§ **AIM**: Can you render the lines below as a JSON list of strings, one string per line and no blank lines, starting at the line with "For every instance of the plant" and running through the line with "For every instance of the green leaf", inclusive?

§ **EXERCISE MATERIAL**:
^^^^^^^^^^^^^^^^
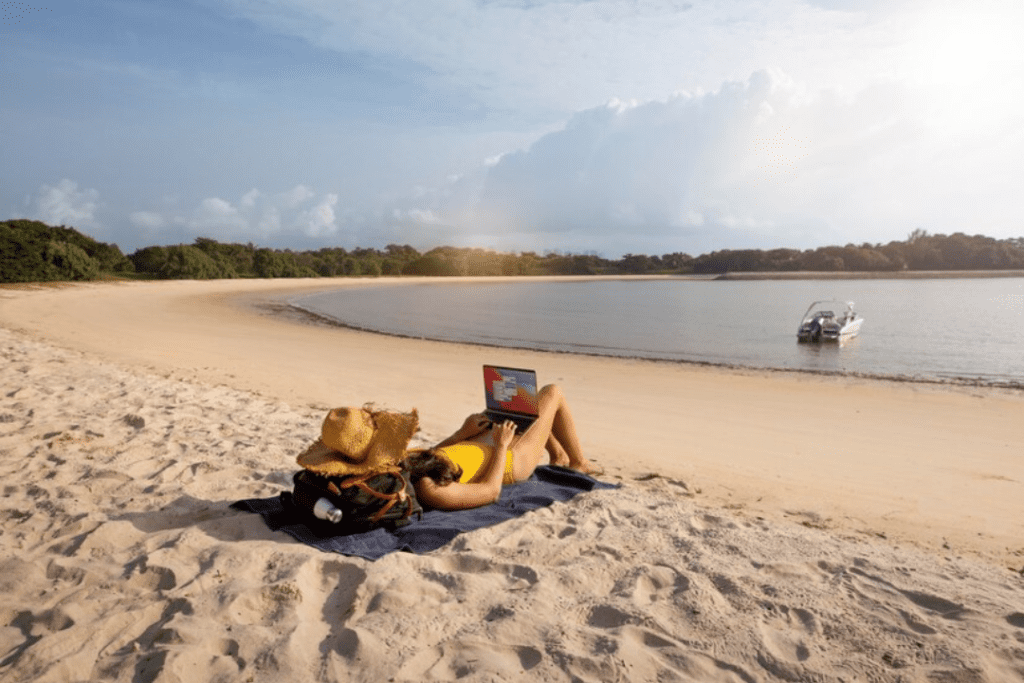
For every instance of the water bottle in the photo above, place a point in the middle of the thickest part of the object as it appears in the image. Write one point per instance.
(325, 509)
^^^^^^^^^^^^^^^^
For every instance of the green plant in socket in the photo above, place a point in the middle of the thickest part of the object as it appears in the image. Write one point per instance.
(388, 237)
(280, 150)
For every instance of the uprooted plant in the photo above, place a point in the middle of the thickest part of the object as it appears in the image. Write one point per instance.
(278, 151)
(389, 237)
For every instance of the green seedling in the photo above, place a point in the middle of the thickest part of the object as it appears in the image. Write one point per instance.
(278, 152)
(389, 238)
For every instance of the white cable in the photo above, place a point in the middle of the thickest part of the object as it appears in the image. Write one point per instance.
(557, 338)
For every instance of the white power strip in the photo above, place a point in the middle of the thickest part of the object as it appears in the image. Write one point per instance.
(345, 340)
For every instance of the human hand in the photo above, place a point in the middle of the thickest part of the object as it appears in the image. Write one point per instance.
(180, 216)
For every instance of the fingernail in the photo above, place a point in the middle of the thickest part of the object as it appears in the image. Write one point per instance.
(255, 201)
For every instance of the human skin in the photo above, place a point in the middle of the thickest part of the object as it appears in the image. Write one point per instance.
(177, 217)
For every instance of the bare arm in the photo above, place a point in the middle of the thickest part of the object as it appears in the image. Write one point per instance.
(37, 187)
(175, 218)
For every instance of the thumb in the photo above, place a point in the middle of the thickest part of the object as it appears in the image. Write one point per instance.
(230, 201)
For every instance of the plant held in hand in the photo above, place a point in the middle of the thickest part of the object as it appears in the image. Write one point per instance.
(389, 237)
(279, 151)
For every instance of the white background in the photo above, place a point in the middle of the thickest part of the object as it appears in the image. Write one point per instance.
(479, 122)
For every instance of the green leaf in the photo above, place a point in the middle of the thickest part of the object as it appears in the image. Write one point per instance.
^^^^^^^^^^^^^^^^
§ **TASK ANSWER**:
[
  "For every instance of the plant held in hand in the photo above, place a point in the middle of the thickest part of the object as it appears in the image. Write one point per instance.",
  "(389, 237)",
  "(279, 151)",
  "For every instance of the white background in the photo above, place a point in the middle of the thickest part of the object as it appears in the image. Write one point per instance.",
  "(479, 122)",
  "For every instance of the green leaf in the photo above, place a point in the middle of the thickest part of the object as it appears in the image. Write one point per instance."
]